— START PROVIDED DATA —

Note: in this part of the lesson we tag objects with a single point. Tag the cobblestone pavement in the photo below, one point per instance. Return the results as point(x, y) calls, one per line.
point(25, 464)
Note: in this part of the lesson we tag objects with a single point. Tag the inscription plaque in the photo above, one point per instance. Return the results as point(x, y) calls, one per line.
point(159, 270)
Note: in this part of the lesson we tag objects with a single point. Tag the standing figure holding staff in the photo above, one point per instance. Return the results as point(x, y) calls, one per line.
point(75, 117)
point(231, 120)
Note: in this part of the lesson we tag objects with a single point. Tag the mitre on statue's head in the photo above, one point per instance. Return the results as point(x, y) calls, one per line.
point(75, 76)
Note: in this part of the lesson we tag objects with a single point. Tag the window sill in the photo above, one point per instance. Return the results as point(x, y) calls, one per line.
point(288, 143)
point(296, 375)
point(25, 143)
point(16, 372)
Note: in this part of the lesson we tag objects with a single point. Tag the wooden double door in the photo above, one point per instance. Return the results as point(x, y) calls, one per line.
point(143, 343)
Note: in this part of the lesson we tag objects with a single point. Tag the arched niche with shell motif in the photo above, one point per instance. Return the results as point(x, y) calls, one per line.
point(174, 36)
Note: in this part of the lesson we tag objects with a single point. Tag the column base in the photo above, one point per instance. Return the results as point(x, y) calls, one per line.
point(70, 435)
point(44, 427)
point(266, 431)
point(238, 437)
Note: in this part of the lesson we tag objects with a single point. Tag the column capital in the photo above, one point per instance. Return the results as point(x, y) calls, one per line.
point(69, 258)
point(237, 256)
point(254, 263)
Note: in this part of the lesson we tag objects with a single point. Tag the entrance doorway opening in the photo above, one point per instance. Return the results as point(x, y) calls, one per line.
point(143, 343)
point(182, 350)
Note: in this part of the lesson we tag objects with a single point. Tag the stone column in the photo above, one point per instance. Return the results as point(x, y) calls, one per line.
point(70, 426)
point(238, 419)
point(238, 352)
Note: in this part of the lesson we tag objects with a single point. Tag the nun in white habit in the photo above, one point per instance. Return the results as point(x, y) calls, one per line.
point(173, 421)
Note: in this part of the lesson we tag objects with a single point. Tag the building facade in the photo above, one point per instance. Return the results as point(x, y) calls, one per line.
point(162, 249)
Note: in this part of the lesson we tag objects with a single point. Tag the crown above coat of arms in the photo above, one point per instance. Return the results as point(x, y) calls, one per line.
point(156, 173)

— END PROVIDED DATA —
— START PROVIDED DATA —

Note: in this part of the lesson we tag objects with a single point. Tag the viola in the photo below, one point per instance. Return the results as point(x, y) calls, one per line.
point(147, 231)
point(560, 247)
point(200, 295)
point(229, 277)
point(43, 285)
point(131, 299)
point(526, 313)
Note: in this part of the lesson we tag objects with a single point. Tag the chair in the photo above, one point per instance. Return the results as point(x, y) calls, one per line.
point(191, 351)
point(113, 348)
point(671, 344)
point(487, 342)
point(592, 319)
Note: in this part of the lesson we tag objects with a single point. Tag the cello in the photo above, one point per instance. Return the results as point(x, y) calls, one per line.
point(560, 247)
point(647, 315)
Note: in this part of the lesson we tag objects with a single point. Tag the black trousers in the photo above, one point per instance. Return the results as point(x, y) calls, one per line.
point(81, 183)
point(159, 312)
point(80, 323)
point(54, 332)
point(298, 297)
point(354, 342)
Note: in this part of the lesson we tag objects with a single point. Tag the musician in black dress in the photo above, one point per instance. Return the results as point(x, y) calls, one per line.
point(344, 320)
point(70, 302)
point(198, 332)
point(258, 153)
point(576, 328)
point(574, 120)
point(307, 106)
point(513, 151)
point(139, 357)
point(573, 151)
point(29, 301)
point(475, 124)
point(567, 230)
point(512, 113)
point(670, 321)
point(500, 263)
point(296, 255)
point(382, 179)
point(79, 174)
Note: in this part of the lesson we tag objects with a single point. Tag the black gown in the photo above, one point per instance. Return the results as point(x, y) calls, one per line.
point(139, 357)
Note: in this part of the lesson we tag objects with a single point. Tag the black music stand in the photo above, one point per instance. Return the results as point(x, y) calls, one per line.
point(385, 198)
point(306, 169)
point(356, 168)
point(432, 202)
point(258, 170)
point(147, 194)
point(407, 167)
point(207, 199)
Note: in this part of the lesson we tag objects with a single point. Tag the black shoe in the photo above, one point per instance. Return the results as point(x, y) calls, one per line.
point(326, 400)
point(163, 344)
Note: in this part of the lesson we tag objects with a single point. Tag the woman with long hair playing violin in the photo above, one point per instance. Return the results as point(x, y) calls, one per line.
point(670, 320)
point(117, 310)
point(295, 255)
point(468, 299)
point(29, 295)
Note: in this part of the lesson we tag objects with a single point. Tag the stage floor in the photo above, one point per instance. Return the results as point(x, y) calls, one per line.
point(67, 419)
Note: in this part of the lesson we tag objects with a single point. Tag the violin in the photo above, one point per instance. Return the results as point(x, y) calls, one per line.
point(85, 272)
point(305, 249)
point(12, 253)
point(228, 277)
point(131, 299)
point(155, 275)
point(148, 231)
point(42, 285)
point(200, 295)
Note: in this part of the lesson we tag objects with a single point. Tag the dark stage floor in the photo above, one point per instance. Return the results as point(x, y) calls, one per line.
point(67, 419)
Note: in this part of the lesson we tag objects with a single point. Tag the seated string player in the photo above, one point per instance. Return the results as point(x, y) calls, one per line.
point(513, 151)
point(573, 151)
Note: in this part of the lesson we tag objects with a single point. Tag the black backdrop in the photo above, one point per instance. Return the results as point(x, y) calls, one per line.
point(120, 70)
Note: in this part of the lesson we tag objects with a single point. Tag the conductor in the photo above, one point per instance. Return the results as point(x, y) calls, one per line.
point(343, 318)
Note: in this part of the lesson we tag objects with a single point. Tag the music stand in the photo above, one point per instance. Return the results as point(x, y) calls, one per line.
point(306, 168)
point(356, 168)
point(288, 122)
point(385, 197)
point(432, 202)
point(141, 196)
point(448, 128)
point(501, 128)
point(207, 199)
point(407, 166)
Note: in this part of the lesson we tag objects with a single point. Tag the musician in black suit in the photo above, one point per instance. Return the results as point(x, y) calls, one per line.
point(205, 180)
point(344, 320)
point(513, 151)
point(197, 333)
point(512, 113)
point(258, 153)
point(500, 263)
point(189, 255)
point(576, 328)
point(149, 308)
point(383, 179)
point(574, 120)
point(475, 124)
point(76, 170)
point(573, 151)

— END PROVIDED DATA —

Pick out every line of the entries above that contains the word "floor" and copy each one in full. Matching is case-sensitive.

PROBLEM SOLUTION »
Note: in this part of the lesson we tag objects with a single point. Tag the stage floor in the photo above, one point per instance. Return the results as point(x, y) calls, one per line.
Note: in this part of the lesson we tag objects with a single point. Tag the dark stage floor in the photo above, one point per instance. Return the results as point(x, y) calls, one per line.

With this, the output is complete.